:: Texto do documento ::

134    Não pode recair sobre a Comissão, apenas com base no princípio da cooperação leal, nenhuma outra obrigação autónoma que lhe confira competência para agir em conformidade com o convite que lhe foi dirigido pela demandante.

135    Decorre das considerações anteriores que a presente alegação deve ser julgada improcedente.

4)      Quanto às competências relacionadas com a obrigação de evitar a fragmentação do mercado interno a fim de garantir o efeito útil da iniciativa de harmonização da banda de frequências de 2 GHz dedicada aos MSS

136    Quanto às alegações da demandante relativas à obrigação de a Comissão adotar, em resposta ao seu convite para agir, um ato com o objetivo de preservar o mercado interno dos MSS, a demandante, apoiada pelo Reino dos Países Baixos e pela Eutelsat, considera que a Comissão dispõe efetivamente de competências autónomas destinadas a evitar a fragmentação do mercado interno que ocorreria se as ARN decidissem, por sua iniciativa, autorizar a Inmarsat a utilizar a banda de frequências de 2 GHz para uma nova finalidade. Considera que essas competências resultam do artigo 9.o, n.o 2, terceiro parágrafo, da decisão MSS, do artigo 19.o da diretiva‑quadro, do considerando 35 da diretiva autorização e do artigo 114.o TFUE lido em conjugação com o artigo 1.o, n.o 1, e os considerandos 5, 12 e 14 da decisão MSS.

137    A este respeito, importa sublinhar que as competências exclusivas explicitamente confiadas à Comissão no âmbito da gestão dos MSS, que consistem em harmonizar as finalidades da utilização da banda de frequências de 2 GHz e em selecionar os operadores através do procedimento comum para utilizar esta banda segundo as finalidades assim harmonizadas, se inscrevem num contexto regulamentar mais lato cujo objetivo é criar um mercado único para a utilização harmonizada de certas radiofrequências, como decorre, nomeadamente, do artigo 8.o da diretiva‑quadro e do artigo 8.o da diretiva autorização. Como resulta dos considerandos 11 a 13 da decisão MSS, o caráter transfronteiriço intrínseco dos MSS que asseguram as comunicações via satélite justificou a atribuição, a título excecional, destas competências exclusivas especificamente à Comissão.

138    Além disso, cabe salientar, à semelhança da demandante, que resulta, em substância, do artigo 1.o, n.o 1, e dos considerandos 5, 12 e 14 da decisão MSS que o principal objetivo da iniciativa destinada a harmonizar a utilização do espetro radioelétrico na banda de frequências de 2 GHz para os MSS era o estabelecimento de um mercado interno de MSS pan‑europeus que assegurem uma conectividade universal, sendo os outros objetivos visados, realçados pela Comissão e pela Inmarsat e a EchoStar, intensificar a concorrência, encorajar investimentos rentáveis e contribuir para a competitividade do setor europeu das tecnologias de informação e das comunicações, em conformidade com os objetivos da Estratégia de Lisboa renovada. O procedimento de seleção comum organizado pela Comissão, no termo do qual atribuiu esta frequência, nomeadamente, à Inmarsat, inscreve‑se no quadro desses objetivos.

:::
:: Lista de dados ::

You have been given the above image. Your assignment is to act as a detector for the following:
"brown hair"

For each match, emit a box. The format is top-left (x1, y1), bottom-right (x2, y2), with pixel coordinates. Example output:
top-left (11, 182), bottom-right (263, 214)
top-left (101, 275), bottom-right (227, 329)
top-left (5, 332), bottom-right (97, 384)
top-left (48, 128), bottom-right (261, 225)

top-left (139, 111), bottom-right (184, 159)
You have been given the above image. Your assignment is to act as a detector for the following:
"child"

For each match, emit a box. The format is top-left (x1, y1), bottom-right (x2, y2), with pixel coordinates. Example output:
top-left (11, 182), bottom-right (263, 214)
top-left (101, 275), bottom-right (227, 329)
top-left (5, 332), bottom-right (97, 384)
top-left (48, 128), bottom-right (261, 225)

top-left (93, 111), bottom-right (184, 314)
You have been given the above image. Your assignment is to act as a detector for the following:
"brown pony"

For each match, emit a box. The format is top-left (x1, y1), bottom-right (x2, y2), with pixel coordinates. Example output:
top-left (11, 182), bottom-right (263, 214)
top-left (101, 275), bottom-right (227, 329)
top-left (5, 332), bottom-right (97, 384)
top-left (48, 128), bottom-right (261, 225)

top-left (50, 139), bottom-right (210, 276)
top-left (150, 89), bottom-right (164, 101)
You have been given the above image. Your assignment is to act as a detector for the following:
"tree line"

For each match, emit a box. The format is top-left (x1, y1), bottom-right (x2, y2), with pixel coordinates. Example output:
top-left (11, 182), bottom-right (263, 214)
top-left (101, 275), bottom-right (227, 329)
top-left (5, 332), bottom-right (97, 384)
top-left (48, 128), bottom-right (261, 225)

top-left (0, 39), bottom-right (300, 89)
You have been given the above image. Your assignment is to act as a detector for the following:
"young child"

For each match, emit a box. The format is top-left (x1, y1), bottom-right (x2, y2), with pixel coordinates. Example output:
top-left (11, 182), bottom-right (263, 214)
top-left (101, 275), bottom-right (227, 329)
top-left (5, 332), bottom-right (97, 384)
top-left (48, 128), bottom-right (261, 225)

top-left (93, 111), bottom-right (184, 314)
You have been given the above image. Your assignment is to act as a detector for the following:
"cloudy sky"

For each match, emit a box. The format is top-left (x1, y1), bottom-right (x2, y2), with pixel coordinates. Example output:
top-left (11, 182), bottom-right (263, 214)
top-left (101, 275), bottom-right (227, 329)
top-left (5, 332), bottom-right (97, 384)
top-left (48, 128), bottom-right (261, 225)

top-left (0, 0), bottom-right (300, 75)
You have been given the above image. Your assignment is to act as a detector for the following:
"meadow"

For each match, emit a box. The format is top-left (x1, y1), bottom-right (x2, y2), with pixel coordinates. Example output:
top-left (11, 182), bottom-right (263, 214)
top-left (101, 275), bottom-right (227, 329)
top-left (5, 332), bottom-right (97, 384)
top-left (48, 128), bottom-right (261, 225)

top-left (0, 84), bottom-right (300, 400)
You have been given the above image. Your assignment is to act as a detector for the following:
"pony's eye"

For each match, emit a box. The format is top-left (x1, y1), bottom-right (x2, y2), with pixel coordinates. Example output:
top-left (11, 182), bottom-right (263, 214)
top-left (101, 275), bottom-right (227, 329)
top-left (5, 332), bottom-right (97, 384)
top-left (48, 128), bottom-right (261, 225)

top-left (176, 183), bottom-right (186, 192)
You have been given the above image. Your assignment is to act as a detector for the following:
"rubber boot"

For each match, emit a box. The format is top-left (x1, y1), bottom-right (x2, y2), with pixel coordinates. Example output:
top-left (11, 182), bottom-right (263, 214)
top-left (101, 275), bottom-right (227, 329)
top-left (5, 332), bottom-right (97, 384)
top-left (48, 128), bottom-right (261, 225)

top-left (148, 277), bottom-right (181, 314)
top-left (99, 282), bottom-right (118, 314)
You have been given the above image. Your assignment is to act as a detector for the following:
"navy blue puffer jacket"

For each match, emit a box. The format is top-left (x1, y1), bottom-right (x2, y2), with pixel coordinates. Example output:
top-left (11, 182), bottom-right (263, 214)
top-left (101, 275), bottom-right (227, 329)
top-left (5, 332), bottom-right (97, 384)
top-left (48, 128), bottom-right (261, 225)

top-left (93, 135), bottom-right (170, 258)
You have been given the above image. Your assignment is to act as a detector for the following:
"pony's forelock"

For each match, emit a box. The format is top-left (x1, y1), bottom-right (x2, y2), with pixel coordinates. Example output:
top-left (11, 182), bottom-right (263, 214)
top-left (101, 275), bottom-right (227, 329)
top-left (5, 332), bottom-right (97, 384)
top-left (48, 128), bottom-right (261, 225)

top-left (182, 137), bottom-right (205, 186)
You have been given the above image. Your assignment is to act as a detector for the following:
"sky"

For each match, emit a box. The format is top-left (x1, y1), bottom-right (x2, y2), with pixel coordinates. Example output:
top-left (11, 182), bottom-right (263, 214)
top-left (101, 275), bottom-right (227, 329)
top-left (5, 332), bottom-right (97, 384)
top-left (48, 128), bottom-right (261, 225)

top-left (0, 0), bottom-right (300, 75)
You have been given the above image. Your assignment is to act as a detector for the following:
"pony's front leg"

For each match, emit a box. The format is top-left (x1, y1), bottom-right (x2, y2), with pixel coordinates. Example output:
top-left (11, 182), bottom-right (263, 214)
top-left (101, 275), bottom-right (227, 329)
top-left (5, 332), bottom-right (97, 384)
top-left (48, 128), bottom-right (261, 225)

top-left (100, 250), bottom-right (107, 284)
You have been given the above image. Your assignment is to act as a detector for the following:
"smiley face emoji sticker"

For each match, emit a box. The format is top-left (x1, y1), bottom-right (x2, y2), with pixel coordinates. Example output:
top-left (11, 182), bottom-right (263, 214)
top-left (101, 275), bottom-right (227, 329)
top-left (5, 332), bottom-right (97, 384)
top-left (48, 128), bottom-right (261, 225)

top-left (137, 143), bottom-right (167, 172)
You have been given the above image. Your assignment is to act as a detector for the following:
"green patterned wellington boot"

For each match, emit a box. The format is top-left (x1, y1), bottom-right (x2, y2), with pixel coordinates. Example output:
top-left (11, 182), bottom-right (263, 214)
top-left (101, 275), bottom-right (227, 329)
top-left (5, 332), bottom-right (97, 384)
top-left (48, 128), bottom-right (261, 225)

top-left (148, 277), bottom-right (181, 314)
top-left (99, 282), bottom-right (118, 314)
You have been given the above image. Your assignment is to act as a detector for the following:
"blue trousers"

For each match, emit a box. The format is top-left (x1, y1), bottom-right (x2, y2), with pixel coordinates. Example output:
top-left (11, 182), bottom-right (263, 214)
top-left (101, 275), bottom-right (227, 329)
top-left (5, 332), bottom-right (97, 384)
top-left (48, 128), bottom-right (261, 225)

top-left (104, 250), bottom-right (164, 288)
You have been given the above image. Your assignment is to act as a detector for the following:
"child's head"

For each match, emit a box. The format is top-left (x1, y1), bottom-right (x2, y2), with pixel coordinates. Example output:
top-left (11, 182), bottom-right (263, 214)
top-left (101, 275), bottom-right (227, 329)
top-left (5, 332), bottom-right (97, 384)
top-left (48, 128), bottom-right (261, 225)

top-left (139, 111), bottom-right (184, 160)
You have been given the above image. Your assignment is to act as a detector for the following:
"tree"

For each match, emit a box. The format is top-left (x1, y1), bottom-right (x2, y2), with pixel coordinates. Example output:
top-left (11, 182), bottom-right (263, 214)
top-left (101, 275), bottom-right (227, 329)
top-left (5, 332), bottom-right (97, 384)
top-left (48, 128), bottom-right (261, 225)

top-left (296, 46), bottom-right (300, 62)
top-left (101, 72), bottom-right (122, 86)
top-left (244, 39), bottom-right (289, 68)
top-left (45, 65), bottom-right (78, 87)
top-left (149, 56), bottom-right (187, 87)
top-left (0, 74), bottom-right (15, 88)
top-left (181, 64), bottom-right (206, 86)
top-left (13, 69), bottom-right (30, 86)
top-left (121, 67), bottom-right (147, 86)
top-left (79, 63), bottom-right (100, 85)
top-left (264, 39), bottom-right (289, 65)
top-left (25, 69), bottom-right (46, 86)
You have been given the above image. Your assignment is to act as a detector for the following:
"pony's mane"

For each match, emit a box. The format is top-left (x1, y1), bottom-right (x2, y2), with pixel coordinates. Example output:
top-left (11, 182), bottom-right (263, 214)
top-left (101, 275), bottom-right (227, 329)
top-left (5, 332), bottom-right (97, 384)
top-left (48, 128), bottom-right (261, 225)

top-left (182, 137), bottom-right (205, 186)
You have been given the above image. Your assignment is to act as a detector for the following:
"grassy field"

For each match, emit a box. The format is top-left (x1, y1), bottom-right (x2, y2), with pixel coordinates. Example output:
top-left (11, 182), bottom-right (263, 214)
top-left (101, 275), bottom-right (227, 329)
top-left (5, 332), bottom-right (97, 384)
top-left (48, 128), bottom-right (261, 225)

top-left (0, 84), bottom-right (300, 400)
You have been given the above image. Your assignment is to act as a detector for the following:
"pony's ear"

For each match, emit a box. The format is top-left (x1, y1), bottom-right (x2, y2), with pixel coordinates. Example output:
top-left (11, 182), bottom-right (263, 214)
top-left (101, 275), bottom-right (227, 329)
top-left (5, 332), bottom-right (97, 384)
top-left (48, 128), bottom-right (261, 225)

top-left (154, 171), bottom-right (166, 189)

:::

* **Tarefas a realizar**
A. Segundo o texto do documento, o que justificou que as competências exclusivas na gestão dos MSS fossem atribuídas, a título excecional, especificamente à Comissão?
B. Reescreva em forma de lista o parágrafo do texto do documento que começa por "Além disso, cabe salientar", mantendo os factos principais.
C. Apresente, por favor, a continuação do texto do documento sobre as competências da Comissão na banda de frequências de 2 GHz, a partir do ponto em que termina.

* **Respostas escritas**
A. O caráter transfronteiriço intrínseco dos MSS que asseguram as comunicações via satélite.

B.
- Segundo o artigo 1.º, n.º 1, e os considerandos 5, 12 e 14 da decisão MSS, o principal objetivo da iniciativa de harmonizar a utilização do espetro radioelétrico na banda de 2 GHz para os MSS era estabelecer um mercado interno de MSS pan‑europeus que assegurem uma conectividade universal.
- Outros objetivos, realçados pela Comissão e pela Inmarsat e a EchoStar: intensificar a concorrência, encorajar investimentos rentáveis e contribuir para a competitividade do setor europeu das tecnologias de informação e das comunicações, em conformidade com a Estratégia de Lisboa renovada.
- O procedimento de seleção comum organizado pela Comissão, no termo do qual esta frequência foi atribuída, nomeadamente, à Inmarsat, inscreve‑se no quadro desses objetivos.

C.
139    É nomeadamente à luz desses objetivos que se deve examinar a existência das competências da Comissão para agir na sequência do convite da demandante para adotar um ato destinado a evitar uma violação do mercado interno nos MSS pan‑europeus e, assim, preservar o efeito útil da harmonização, que, segundo a demandante, seria posto em causa devido à mudança, pela Inmarsat, da finalidade da utilização da banda de frequências de 2 GHz.

i)      Quanto às competências da Comissão resultantes da diretivaquadro

140    A demandante, apoiada pela Eutelsat, considera que as competências da Comissão destinadas a evitar a fragmentação do mercado interno que ocorreria se as ARN decidissem, por sua iniciativa, autorizar a Inmarsat a utilizar a banda de frequências de 2 GHz para uma nova finalidade resultam do artigo 19.o da diretiva‑quadro.

141    Na opinião da demandante, é razoável concluir que o mandato conferido à Comissão pela diretiva‑quadro no que respeita à harmonização das finalidades da utilização da banda de frequências de 2 GHz inclui também a obrigação de acompanhar o desenvolvimento desse setor e, se necessário, de atualizar a sua decisão harmonização.

142    A Comissão alega que nenhuma das disposições da diretiva‑quadro invocadas pela demandante, nomeadamente o artigo 19.o dessa diretiva, lhe confere competências de execução em relação aos operadores ou às ARN no que respeita às condições a que está sujeita a utilização das radiofrequências.

143    A este respeito, importa começar por referir que a diretiva‑quadro tem por objetivo promover a harmonização da gestão das radiofrequências. A referida diretiva prevê que cabe aos Estados‑Membros velar pela gestão eficaz das radiofrequências para os serviços de comunicações eletrónicas no seu território e promover a harmonização da sua utilização, a fim de garantir que são utilizadas de forma eficaz e efetiva. O seu artigo 8.o‑A prevê que os Estados‑Membros cooperam entre si e com a Comissão no planeamento estratégico, na coordenação e na harmonização da utilização do espetro de radiofrequências na União.

144    A diretiva‑quadro prevê um mecanismo de controlo, pela Comissão, da aplicação das medidas harmonizadas pelas ARN. Com efeito, nos termos do seu artigo 19.o, n.o 1, «caso constate que as divergências na execução, por parte das [ARN], das funções regulatórias especificadas na presente diretiva e nas diretivas específicas podem criar um obstáculo ao mercado interno, a Comissão pode, tendo na máxima conta o parecer do [Organismo dos Reguladores Europeus das Comunicações Eletrónica (ORECE)], publicar uma recomendação ou uma decisão sobre a aplicação harmonizada das disposições da presente diretiva e das diretivas específicas, para acelerar a consecução dos objetivos enunciados no [seu] artigo 8.o».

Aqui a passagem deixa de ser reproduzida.